**TEXT TO READ**
Born: Lucy Christiana Sutherland; also known as Mrs James Wallace, Lady Duff Gordon
Sector: Retail (Apparel)
On 27th July 1904, the great and the good of London society crowded into a large, grey-walled Georgian room in Hanover Square, with an empty platform at one end. As they perched in rows, clutching their programmes, music played, lights flashed and six stunning girls appeared. They twirled, strutted and swayed their unsmiling way across the stage and down the aisle, modelling gowns with fanciful names like ‘Spring’s Delirium’ and ‘Pleasure’s Thrall’. There was no two-hour wait for the show to start and the models weighed on average eleven stone but otherwise this stage-managed fashion parade sounds remarkably familiar. Watching over this radical event was its creator, 41-year old Lucy Duff Gordon. Seven years later her business, Maison Lucile, would become the first international house of couture.
Lucy had a disrupted childhood. Her father died before she was two and her Canadian-born mother took Lucy and her baby sister, Elinor, back to live with her parents. When Lucy was nine she remarried and the family eventually relocated to Jersey. Lucy had a terrible relationship with her step-father and escaped from the island as often as possible while still a teenager. Loosely chaperoned, she took delight in flirting, making and breaking engagements, She was on the rebound from one of these romances when, aged 21, she met and accepted a proposal from James Wallace, a good-looking wine merchant in his early 40s with a terrible reputation. Her family was horrified but, stubborn and headstrong, qualities that would show up in some of her best and worst choices, Lucy stood firm and on 15th September 1884, they married.
By 1885 she had a baby daughter, Esme, and a husband who was frequently drunk and unfaithful. Soon she was having an affair herself. When her step-father died in 1889, Lucy’s mother and sister re-located to London and took a house in an unfashionable part of Mayfair. Lucy and James moved in but their marriage continued to disintegrate and in April 1892, James left her, showing a predictable lack of originality by running off with a chorus girl.
Lucy was 29 and suddenly needed to support herself and her seven-year old daughter. She had always loved making clothes, practising on her dolls as a child and dress-making was the obvious option. But fashion in London in the 1890s was no game. With new department stores on one side, London branches of the trend-setting Parisian houses like Worth and Paquin on the other and in between over 2,000 dress makers copying the Paris fashions and adapting them to British tastes, it was a competitive business and one Lucy was looking to break into with no formal training.
That said, there was plenty of demand. Whether born of established land-owners or married to industrial arrivistes, women moving in the highest circles needed a huge wardrobe. They changed their clothes for each meal and to go riding, to church or on afternoon visits. Court dress was required for Queen Victoria’s afternoon drawing rooms while evenings brought outings to the theatre, a dinner or a party. Henley, Royal Ascot, Cowes and the opening of the Royal Academy Summer Exhibition all meant a new dress. A ‘Saturday to Monday’ stay in the country filled a trunkful of clothes.

**INFORMATION SHOWN**
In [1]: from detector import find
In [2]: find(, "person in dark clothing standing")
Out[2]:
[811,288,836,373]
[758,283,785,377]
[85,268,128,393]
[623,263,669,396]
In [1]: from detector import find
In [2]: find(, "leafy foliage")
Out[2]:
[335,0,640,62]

--

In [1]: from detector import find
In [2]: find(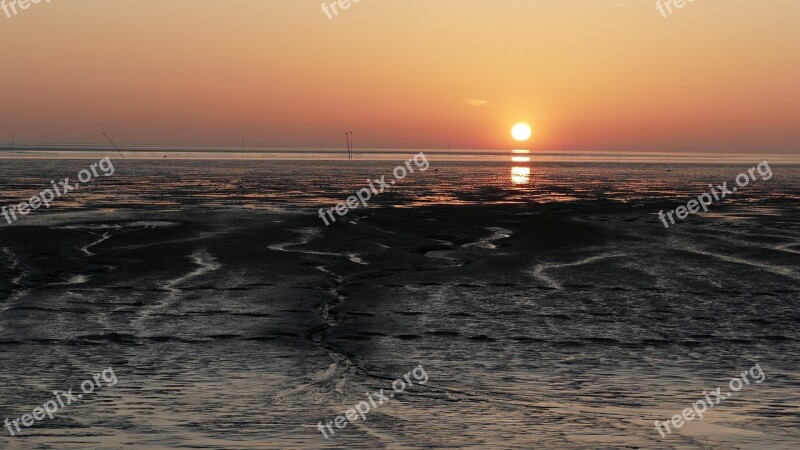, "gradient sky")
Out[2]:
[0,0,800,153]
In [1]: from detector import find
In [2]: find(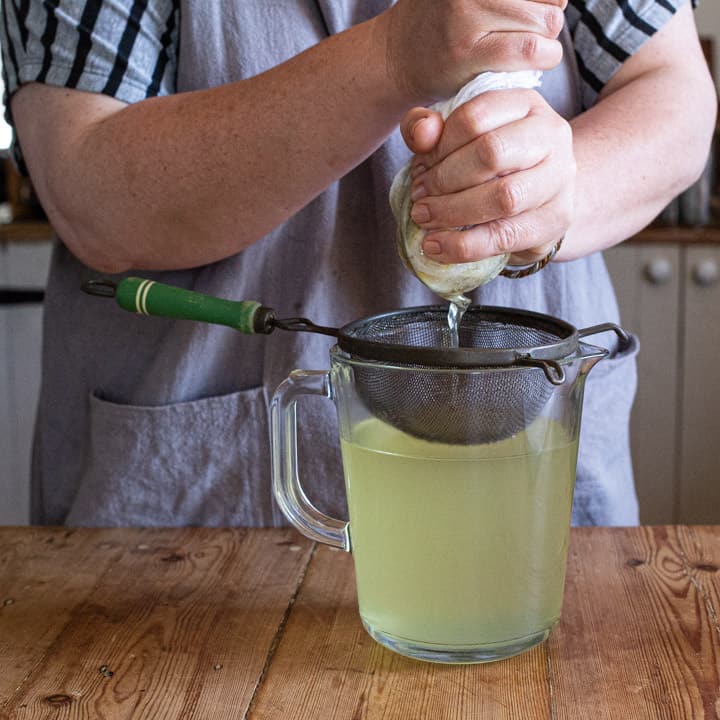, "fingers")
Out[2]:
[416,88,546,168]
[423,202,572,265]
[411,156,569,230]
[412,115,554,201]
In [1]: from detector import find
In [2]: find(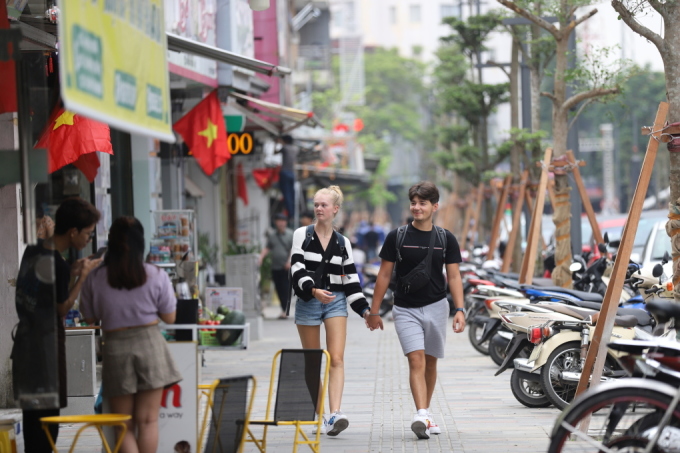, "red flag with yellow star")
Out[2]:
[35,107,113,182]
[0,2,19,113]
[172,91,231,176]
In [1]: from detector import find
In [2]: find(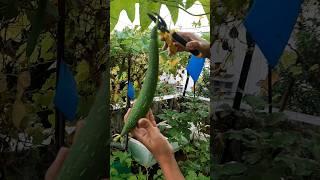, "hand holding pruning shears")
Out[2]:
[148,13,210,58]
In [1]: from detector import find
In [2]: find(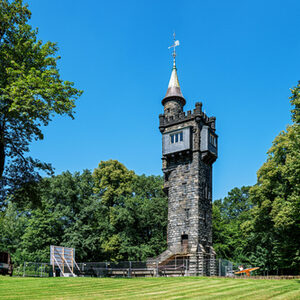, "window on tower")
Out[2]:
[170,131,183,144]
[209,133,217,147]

**THE EXERCISE**
Please answer from the text about Lucy Duff Gordon: on what date did she marry James Wallace? The records have no connection to the text about Lucy Duff Gordon.

**THE COMPLETED TASK**
She married James Wallace on 15th September 1884.